Records in a dataset:

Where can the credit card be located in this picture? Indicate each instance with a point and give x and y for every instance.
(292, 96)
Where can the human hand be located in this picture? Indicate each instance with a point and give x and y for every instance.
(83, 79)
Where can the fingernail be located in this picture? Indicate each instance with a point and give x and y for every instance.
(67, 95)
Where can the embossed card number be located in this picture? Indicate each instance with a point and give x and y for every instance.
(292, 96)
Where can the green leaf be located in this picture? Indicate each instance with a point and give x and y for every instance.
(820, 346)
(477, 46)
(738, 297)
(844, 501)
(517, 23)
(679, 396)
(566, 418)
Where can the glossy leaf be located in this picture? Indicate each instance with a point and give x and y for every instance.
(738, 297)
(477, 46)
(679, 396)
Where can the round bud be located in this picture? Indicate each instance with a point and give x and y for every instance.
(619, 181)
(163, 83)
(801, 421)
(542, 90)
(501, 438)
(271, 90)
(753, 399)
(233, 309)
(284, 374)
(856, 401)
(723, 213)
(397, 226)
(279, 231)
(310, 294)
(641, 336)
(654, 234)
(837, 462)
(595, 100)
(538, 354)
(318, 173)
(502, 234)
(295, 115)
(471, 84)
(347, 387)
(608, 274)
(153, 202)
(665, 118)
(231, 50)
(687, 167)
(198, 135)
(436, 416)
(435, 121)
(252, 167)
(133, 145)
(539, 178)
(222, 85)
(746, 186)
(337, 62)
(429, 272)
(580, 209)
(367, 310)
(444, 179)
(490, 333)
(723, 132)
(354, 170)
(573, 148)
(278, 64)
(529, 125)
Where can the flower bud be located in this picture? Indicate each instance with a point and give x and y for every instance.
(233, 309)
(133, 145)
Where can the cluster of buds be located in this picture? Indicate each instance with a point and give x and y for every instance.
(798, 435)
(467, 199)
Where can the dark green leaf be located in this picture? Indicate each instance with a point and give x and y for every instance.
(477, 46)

**WHAT IS EXPECTED**
Extract all of the records above and reproduce every line verbatim.

**ANSWER FOR THE TASK**
Where can the credit card be located in this picture? Indicate each instance with a point and give x and y for every instance.
(292, 96)
Where can the human hand be located in this picture? Indicate each instance with a point and give x and y for every instance.
(83, 79)
Where can the fingernail be located in this picture? Indicate each instance with a point and give x and y for every instance.
(67, 95)
Where can the embossed card number be located in this picture? Indicate each instance with a point and give x and y for every instance.
(292, 96)
Where can the green leaf be located in this picture? Indicate each instance with a point and give x and y for every instance.
(820, 346)
(477, 46)
(738, 297)
(844, 501)
(517, 23)
(679, 396)
(566, 418)
Where can the glossy leaf be located in this picture? Indicate each instance with a point and give x and y for every instance.
(738, 297)
(477, 46)
(679, 396)
Where can the round bud be located in this picture? Indicate each instance with a point and give x and y for every instance.
(619, 181)
(163, 83)
(801, 421)
(542, 90)
(501, 438)
(271, 90)
(753, 399)
(233, 309)
(284, 374)
(856, 401)
(723, 213)
(397, 226)
(279, 231)
(310, 294)
(641, 336)
(654, 234)
(837, 462)
(595, 100)
(538, 354)
(318, 173)
(502, 234)
(295, 115)
(471, 84)
(347, 387)
(608, 274)
(153, 202)
(665, 118)
(231, 50)
(687, 167)
(198, 135)
(436, 416)
(435, 121)
(252, 167)
(133, 145)
(539, 178)
(222, 85)
(746, 186)
(337, 62)
(429, 272)
(580, 209)
(367, 310)
(444, 179)
(490, 333)
(723, 132)
(354, 170)
(573, 148)
(278, 64)
(529, 125)
Where can the flower bud be located in this picture? Indicate each instance with a point and give x and y for every instance.
(233, 309)
(133, 145)
Where can the cluster of buds be located in this picture? Indicate each instance with a point and give x and y for every instance.
(798, 435)
(467, 199)
Where can the dark green leaf be located in this picture? Indicate each instance with a point and give x and y for every instance.
(477, 46)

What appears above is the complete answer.